- **Dataset entries**:
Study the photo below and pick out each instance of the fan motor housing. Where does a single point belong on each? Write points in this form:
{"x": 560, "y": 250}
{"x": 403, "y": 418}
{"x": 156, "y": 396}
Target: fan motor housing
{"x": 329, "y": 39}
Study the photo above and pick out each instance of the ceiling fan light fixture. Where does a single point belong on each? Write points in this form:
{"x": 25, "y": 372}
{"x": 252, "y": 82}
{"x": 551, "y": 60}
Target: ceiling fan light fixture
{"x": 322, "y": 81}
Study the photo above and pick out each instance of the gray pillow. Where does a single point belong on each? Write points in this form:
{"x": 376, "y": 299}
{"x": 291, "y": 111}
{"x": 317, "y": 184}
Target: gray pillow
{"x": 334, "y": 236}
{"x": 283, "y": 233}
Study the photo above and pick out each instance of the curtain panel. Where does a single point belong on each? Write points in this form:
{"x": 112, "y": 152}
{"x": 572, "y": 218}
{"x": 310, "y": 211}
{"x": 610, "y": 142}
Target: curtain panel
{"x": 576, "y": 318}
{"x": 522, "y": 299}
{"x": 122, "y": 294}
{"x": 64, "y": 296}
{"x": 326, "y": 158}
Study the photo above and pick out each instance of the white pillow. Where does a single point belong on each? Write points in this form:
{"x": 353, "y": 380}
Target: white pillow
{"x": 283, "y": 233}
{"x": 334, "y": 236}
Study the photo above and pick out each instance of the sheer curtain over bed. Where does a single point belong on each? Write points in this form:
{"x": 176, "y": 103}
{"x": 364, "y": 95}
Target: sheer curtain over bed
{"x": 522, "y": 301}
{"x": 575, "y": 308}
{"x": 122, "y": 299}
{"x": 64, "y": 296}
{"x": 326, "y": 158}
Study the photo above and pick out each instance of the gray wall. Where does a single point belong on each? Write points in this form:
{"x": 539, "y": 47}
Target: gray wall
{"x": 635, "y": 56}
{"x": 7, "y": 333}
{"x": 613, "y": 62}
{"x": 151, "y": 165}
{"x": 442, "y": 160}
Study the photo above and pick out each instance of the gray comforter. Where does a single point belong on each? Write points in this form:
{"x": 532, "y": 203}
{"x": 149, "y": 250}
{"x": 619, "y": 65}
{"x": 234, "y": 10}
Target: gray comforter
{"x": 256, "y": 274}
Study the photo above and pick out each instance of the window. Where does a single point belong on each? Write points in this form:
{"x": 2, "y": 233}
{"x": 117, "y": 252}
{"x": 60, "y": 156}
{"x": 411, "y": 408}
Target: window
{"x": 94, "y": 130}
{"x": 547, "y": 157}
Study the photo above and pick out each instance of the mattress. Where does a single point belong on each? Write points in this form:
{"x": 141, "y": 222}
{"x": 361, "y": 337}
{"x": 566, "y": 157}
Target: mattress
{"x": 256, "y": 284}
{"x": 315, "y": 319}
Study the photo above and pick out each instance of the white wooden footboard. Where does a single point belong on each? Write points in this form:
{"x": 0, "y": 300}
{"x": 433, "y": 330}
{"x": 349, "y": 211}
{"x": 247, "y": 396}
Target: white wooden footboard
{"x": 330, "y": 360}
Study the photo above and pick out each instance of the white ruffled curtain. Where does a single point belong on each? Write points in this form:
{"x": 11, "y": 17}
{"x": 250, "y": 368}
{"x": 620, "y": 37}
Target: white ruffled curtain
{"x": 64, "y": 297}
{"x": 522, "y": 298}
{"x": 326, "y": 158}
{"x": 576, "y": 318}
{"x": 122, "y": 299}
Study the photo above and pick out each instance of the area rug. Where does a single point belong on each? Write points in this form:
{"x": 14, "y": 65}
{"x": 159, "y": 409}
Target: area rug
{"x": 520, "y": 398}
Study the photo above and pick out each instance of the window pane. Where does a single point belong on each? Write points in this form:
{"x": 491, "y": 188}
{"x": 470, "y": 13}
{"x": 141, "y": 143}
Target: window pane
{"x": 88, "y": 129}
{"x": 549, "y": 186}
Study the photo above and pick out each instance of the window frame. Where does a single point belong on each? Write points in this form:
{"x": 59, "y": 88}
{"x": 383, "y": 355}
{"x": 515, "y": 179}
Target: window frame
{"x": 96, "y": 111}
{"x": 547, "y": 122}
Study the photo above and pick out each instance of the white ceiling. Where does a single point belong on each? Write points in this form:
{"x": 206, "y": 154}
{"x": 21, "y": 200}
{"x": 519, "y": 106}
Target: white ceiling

- **Task**:
Word for word, copy every entry.

- **Finished exercise**:
Study the photo below and pick out each instance of the fan motor housing. Where does a single point belong on each? Write points in this form:
{"x": 560, "y": 250}
{"x": 403, "y": 418}
{"x": 156, "y": 396}
Target: fan motor housing
{"x": 329, "y": 39}
Study the photo above and pick out each instance of the ceiling fan light fixture. Where does a single point belong on each? Write points in this form:
{"x": 25, "y": 372}
{"x": 252, "y": 82}
{"x": 551, "y": 60}
Target: ceiling fan light fixture
{"x": 322, "y": 81}
Study the photo above and pick out each instance of the gray pillow. Where does a single point belong on each? Write points in this form:
{"x": 376, "y": 299}
{"x": 291, "y": 111}
{"x": 317, "y": 184}
Target: gray pillow
{"x": 334, "y": 236}
{"x": 283, "y": 233}
Study the photo above and pick out each instance of the curtain panel. Where does a single point belong on each? Write points in this form:
{"x": 112, "y": 152}
{"x": 572, "y": 218}
{"x": 310, "y": 211}
{"x": 610, "y": 142}
Target: curtain panel
{"x": 576, "y": 318}
{"x": 522, "y": 299}
{"x": 122, "y": 294}
{"x": 64, "y": 296}
{"x": 326, "y": 158}
Study the photo above and pick out each instance of the white pillow. Where does a single point belong on each? Write points in this form:
{"x": 353, "y": 380}
Target: white pillow
{"x": 283, "y": 233}
{"x": 334, "y": 236}
Study the photo above and pick out each instance of the sheer curtain over bed. Where does a single point belong on each? Write points in this form:
{"x": 176, "y": 103}
{"x": 364, "y": 95}
Target: sheer curtain over bed
{"x": 522, "y": 301}
{"x": 575, "y": 308}
{"x": 122, "y": 299}
{"x": 64, "y": 296}
{"x": 326, "y": 158}
Study the photo above and pick out each instance of the gray wall. Where does a single point belong on each? Write points in this form:
{"x": 539, "y": 47}
Target: gray wall
{"x": 635, "y": 56}
{"x": 7, "y": 333}
{"x": 613, "y": 62}
{"x": 151, "y": 165}
{"x": 442, "y": 160}
Study the photo above and pick out each instance of the gray comforter. Where does a single point belong on each? Write points in this form:
{"x": 532, "y": 203}
{"x": 149, "y": 250}
{"x": 619, "y": 65}
{"x": 234, "y": 10}
Target: gray comforter
{"x": 256, "y": 274}
Study the photo above and pick out each instance of the window. Where does a single point belong on each? Write points in this form:
{"x": 2, "y": 233}
{"x": 117, "y": 252}
{"x": 60, "y": 156}
{"x": 411, "y": 408}
Target: window
{"x": 94, "y": 130}
{"x": 547, "y": 157}
Study the photo above and pick out each instance of the mattress. Where does a single point belong on each? Write points in this form:
{"x": 141, "y": 222}
{"x": 361, "y": 337}
{"x": 566, "y": 157}
Target: mattress
{"x": 256, "y": 284}
{"x": 315, "y": 319}
Study the photo above and pick out each instance of the white wooden footboard. Where does a single point belong on each? Write points in this form:
{"x": 0, "y": 300}
{"x": 433, "y": 330}
{"x": 349, "y": 211}
{"x": 247, "y": 396}
Target: white wooden footboard
{"x": 330, "y": 360}
Study the photo above and pick out each instance of the white ruffled curtain. Where does a single point belong on each? Write points in this form:
{"x": 11, "y": 17}
{"x": 250, "y": 368}
{"x": 620, "y": 37}
Target: white ruffled curtain
{"x": 64, "y": 297}
{"x": 522, "y": 298}
{"x": 326, "y": 158}
{"x": 576, "y": 318}
{"x": 122, "y": 299}
Study the photo above and pick out each instance of the area rug. Where does a single point belong on each? Write points in this form:
{"x": 14, "y": 65}
{"x": 159, "y": 409}
Target: area rug
{"x": 520, "y": 398}
Study the photo above and pick out each instance of the window pane. Where does a single point belong on each? Write points in this form:
{"x": 491, "y": 188}
{"x": 470, "y": 13}
{"x": 141, "y": 143}
Target: window pane
{"x": 88, "y": 129}
{"x": 549, "y": 186}
Study the photo above and pick out each instance of the window frame. Where does a single point belong on each? Write points in this form:
{"x": 59, "y": 88}
{"x": 383, "y": 355}
{"x": 515, "y": 179}
Target: window frame
{"x": 96, "y": 111}
{"x": 547, "y": 122}
Study the photo above and pick out each instance of the white ceiling. Where does a single point belong on each? Write points in this form:
{"x": 206, "y": 154}
{"x": 21, "y": 200}
{"x": 519, "y": 106}
Target: white ceiling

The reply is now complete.